PROBLEM
Rewrite every row below, requests included, and scale each point coordinate in the answers by 1.75, rounding to the nearest whole number with halves going up.

start

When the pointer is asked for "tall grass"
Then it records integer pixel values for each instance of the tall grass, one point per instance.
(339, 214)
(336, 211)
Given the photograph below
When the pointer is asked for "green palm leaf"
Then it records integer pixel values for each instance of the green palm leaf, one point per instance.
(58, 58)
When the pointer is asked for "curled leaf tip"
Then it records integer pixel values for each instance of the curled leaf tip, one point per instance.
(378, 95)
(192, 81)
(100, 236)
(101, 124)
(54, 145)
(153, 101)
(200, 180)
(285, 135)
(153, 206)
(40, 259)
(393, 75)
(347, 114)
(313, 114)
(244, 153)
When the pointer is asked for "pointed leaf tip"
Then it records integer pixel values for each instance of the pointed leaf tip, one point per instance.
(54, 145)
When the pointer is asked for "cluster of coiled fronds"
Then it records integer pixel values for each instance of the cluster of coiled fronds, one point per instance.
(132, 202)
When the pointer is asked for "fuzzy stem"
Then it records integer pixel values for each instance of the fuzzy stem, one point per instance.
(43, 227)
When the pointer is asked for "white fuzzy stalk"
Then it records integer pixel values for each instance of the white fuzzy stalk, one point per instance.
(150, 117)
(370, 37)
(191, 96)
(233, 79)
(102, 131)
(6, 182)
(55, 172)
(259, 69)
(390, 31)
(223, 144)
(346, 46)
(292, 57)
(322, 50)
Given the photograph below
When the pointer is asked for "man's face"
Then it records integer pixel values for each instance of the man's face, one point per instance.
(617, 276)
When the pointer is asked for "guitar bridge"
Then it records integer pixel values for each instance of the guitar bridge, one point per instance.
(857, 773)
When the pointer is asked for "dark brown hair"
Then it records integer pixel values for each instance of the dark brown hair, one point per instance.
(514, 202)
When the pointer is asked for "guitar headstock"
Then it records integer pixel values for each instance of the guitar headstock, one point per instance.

end

COMPLETE RESPONSE
When the pointer is asked for "tall grass"
Then it records integer pixel values for each instance of the tall grass, one point per instance.
(593, 375)
(588, 369)
Given the photograph below
When the pointer is asked for "green palm leaf"
Then it records integer pixel values for each instance of the green palm leaf, one point per instance.
(102, 102)
When the pointer is asked for "curled leaf tip"
Then it records integer pixel values for each instance of the curled leaf tip, one point per instance.
(662, 166)
(336, 142)
(175, 413)
(177, 217)
(95, 254)
(268, 177)
(350, 315)
(499, 236)
(268, 361)
(70, 453)
(688, 131)
(607, 200)
(548, 200)
(427, 268)
When the pointer is asked for "pointed leaf tip"
Then it records integer pixel values for each instance of the pointed leaf tip, one point per instance.
(95, 254)
When the pointer is asked for "cluster of coiled fronds"
Then it records integer pixel values for each instance of the cluster of coiled fronds, one point per instance.
(231, 354)
When the pointer is asked for "fuzzy stem"
Then it records integer pixel values for each instance of the fuzzy stem, one point per instance.
(75, 397)
When the pointer is asked for "white fuzzy stalk"
Then it records integer pixel values for each instance of the white fuzzy stalk, one point per instance.
(263, 205)
(648, 65)
(334, 168)
(408, 138)
(179, 229)
(11, 319)
(96, 301)
(453, 121)
(683, 54)
(390, 252)
(606, 81)
(511, 100)
(564, 88)
Given the photograph below
When the pointer is asked for "man's face"
Then it records integer pixel values for each instance of the man's face, one point per instance.
(1080, 483)
When the pointer is asked for "guitar bridge"
Then it records integer pixel values for each instance of the guitar bridge, one point per instance.
(1500, 1353)
When the pointer is asked for "dark brown hair"
Then it records integer pixel values for each instance of the dark brown hair, one point per instance.
(900, 354)
When the pointer is asked for "guitar headstock"
Then it records integer pixel values for each instance of the guitar headstock, one point per instance.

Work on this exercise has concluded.